__Problem to work on__
Restate each line word for word. Leave out every picture.
_ _ _ _ _
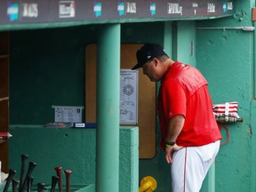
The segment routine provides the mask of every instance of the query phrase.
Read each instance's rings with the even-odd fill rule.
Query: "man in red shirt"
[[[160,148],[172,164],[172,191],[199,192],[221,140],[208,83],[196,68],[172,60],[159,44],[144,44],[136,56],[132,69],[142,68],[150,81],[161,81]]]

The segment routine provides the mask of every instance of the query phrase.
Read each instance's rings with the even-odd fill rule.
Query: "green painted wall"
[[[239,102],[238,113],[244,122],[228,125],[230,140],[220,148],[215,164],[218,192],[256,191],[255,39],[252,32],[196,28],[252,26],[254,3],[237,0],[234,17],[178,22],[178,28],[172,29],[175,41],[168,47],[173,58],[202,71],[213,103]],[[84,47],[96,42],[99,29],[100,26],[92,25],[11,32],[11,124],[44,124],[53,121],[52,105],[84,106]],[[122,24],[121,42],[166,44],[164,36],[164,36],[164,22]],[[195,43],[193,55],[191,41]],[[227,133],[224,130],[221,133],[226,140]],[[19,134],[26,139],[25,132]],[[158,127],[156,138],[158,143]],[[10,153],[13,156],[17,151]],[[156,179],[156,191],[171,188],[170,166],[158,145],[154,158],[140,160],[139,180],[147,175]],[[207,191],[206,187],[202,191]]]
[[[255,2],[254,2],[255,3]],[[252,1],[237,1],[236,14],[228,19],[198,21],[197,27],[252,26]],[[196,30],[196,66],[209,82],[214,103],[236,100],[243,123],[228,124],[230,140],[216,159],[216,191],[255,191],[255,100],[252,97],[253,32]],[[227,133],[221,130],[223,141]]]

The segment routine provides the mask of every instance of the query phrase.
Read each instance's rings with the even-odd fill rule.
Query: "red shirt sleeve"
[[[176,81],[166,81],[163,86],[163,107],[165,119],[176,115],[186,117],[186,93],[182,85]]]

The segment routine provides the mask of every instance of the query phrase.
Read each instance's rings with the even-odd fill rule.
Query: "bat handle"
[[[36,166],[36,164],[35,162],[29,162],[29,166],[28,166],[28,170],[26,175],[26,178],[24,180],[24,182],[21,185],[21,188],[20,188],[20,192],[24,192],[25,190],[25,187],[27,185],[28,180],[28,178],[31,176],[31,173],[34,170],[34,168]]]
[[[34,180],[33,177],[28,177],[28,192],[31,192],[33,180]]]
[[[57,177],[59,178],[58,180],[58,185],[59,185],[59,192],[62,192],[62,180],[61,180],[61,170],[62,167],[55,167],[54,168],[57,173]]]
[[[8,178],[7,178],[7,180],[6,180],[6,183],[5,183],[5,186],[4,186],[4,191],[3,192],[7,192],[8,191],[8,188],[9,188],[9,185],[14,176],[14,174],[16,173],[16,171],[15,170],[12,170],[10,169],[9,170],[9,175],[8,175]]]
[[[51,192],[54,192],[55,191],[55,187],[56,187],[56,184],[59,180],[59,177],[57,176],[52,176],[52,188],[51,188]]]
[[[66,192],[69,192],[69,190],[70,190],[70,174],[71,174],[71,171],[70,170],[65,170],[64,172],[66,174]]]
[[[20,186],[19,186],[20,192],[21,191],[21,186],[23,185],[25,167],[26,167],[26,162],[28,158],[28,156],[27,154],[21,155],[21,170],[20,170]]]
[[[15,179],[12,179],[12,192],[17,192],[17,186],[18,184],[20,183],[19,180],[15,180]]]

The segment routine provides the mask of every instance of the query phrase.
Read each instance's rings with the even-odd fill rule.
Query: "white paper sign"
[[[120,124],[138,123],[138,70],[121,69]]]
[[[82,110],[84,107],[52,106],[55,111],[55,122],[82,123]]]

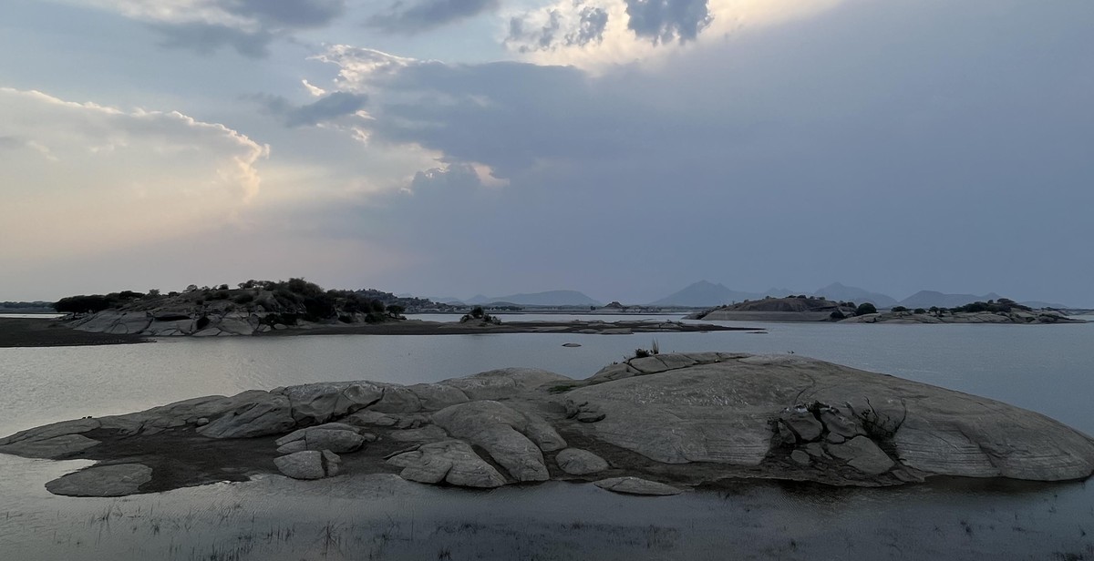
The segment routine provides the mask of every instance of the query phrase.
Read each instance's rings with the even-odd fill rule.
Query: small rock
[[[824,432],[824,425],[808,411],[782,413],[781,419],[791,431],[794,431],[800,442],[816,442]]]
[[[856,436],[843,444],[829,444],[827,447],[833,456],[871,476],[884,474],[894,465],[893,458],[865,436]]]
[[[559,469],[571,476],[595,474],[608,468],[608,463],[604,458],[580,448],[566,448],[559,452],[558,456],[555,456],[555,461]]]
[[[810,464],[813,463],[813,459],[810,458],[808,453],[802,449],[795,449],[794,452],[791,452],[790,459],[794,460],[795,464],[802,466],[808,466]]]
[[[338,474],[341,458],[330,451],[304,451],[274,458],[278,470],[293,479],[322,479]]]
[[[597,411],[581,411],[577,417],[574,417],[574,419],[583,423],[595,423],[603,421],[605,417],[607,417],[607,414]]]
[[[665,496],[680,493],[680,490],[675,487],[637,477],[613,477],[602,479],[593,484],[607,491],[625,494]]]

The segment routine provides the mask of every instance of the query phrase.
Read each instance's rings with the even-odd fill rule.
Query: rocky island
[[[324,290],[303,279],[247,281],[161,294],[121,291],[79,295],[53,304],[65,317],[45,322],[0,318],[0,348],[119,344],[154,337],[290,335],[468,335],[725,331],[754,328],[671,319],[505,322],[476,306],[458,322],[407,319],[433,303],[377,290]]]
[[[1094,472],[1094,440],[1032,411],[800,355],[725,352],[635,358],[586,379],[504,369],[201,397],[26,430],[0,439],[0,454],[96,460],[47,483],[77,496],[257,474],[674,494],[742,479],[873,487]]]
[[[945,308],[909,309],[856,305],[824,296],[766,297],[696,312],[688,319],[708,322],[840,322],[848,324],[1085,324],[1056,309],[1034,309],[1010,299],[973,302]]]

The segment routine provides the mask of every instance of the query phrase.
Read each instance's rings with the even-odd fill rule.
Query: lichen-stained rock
_ _ _ _ _
__Full output__
The segment routine provides the mask of every instance of the query phrase.
Read each instance's rings with the even-odd fill rule.
Query: "man in red shirt"
[[[160,148],[172,164],[172,191],[199,192],[221,140],[208,83],[196,68],[172,60],[159,44],[144,44],[136,56],[132,69],[142,68],[150,81],[161,81]]]

The segment routine provides the mask of every instance of the query phrase.
Read each instance's rings with the even-odd fill rule.
Query: "green painted wall"
[[[239,102],[238,113],[244,122],[228,125],[230,140],[220,148],[215,164],[218,192],[256,191],[255,39],[252,32],[196,28],[252,26],[254,3],[237,0],[234,17],[178,22],[178,28],[172,29],[175,41],[168,47],[173,58],[202,71],[213,103]],[[84,47],[96,42],[99,29],[100,26],[92,25],[11,32],[11,124],[44,124],[53,121],[52,105],[84,106]],[[122,24],[121,42],[166,44],[164,36],[164,36],[164,22]],[[195,43],[193,55],[191,41]],[[227,133],[224,130],[221,133],[226,140]],[[19,134],[26,139],[25,132]],[[158,127],[156,138],[158,143]],[[10,153],[13,156],[17,151]],[[156,179],[156,191],[171,188],[170,166],[158,145],[154,158],[140,160],[139,180],[147,175]],[[207,191],[206,187],[202,191]]]
[[[255,2],[254,2],[255,3]],[[252,1],[237,1],[236,14],[228,19],[198,21],[197,27],[252,26]],[[196,30],[196,66],[209,82],[214,103],[236,100],[243,123],[228,124],[230,140],[216,159],[216,191],[255,191],[255,100],[252,97],[253,32]],[[227,133],[221,130],[223,141]]]

The segment routine provides the mask of every instance of the query phrase.
Read each instance's rings with the even-odd fill rule.
Query: "red shirt sleeve"
[[[176,81],[166,81],[163,86],[163,107],[165,119],[176,115],[186,117],[186,93],[182,85]]]

The segment routine provides the mask of every instance of the query phrase.
Read each instance's rings with the even-odd fill rule.
Query: "bat handle"
[[[36,166],[36,164],[35,162],[29,162],[29,166],[28,166],[28,170],[26,175],[26,178],[24,180],[24,182],[21,185],[21,188],[20,188],[20,192],[24,192],[25,190],[25,187],[27,185],[28,180],[28,178],[31,176],[31,173],[34,170],[34,168]]]
[[[34,180],[33,177],[28,177],[28,192],[31,192],[33,180]]]
[[[57,177],[59,178],[58,180],[58,185],[59,185],[59,192],[62,192],[62,180],[61,180],[61,170],[62,167],[55,167],[54,168],[57,173]]]
[[[8,178],[7,178],[7,180],[6,180],[6,183],[5,183],[5,186],[4,186],[4,191],[3,192],[7,192],[8,191],[8,188],[9,188],[9,185],[14,176],[14,174],[16,173],[16,171],[15,170],[12,170],[10,169],[9,170],[9,175],[8,175]]]
[[[51,192],[54,192],[55,191],[55,187],[56,187],[56,184],[59,180],[59,177],[57,176],[52,176],[52,188],[51,188]]]
[[[66,192],[69,192],[69,190],[70,190],[70,174],[71,174],[71,171],[70,170],[65,170],[64,172],[66,174]]]
[[[20,186],[19,186],[20,192],[21,191],[21,186],[23,185],[25,167],[26,167],[26,162],[28,158],[28,156],[27,154],[21,155],[21,170],[20,170]]]
[[[15,179],[12,179],[12,192],[17,192],[17,186],[18,184],[20,183],[19,180],[15,180]]]

The segment routine provides the mask of every instance of the query phrase.
Read each instance's rings with the even-odd fill rule.
Query: "white paper sign"
[[[120,124],[138,123],[138,70],[121,69]]]
[[[82,110],[84,107],[52,106],[55,111],[55,122],[82,123]]]

The segment routine provides the mask of every instance of the query phrase.
Read each instance's rings with the even-odd fill rule.
Query: small rock
[[[824,432],[824,425],[808,411],[782,413],[781,419],[791,431],[794,431],[800,442],[816,442]]]
[[[856,436],[843,444],[829,444],[827,447],[833,456],[871,476],[884,474],[894,465],[893,458],[865,436]]]
[[[559,469],[571,476],[595,474],[608,468],[608,463],[604,458],[580,448],[566,448],[559,452],[558,456],[555,456],[555,461]]]
[[[810,464],[813,463],[813,459],[810,458],[808,453],[802,449],[795,449],[794,452],[791,452],[790,459],[794,460],[795,464],[802,466],[808,466]]]
[[[338,474],[341,458],[330,451],[304,451],[274,458],[278,470],[293,479],[322,479]]]
[[[597,411],[581,411],[577,417],[574,417],[574,419],[583,423],[595,423],[603,421],[605,417],[607,417],[607,414]]]
[[[665,496],[680,493],[680,490],[675,487],[637,477],[613,477],[602,479],[593,484],[607,491],[625,494]]]

The segment routine provides the mask of every instance of the query phrase.
Read each instance's rings with the even-odd fill rule.
Query: rocky island
[[[324,290],[303,279],[247,281],[161,294],[121,291],[79,295],[53,304],[65,317],[45,322],[0,318],[0,348],[119,344],[154,337],[290,335],[468,335],[725,331],[754,328],[671,319],[505,322],[476,306],[458,322],[407,319],[433,303],[377,290]]]
[[[1094,472],[1094,440],[1032,411],[800,355],[725,352],[635,358],[586,379],[504,369],[201,397],[26,430],[0,439],[0,454],[96,460],[47,483],[77,496],[257,474],[674,494],[742,479],[873,487]]]
[[[945,308],[909,309],[856,305],[824,296],[766,297],[696,312],[688,319],[708,322],[840,322],[848,324],[1085,324],[1056,309],[1034,309],[1010,299],[973,302]]]

The segment routine provides the mask of every instance of the query phrase.
Read each instance's rings with the even-odd fill rule.
Query: lichen-stained rock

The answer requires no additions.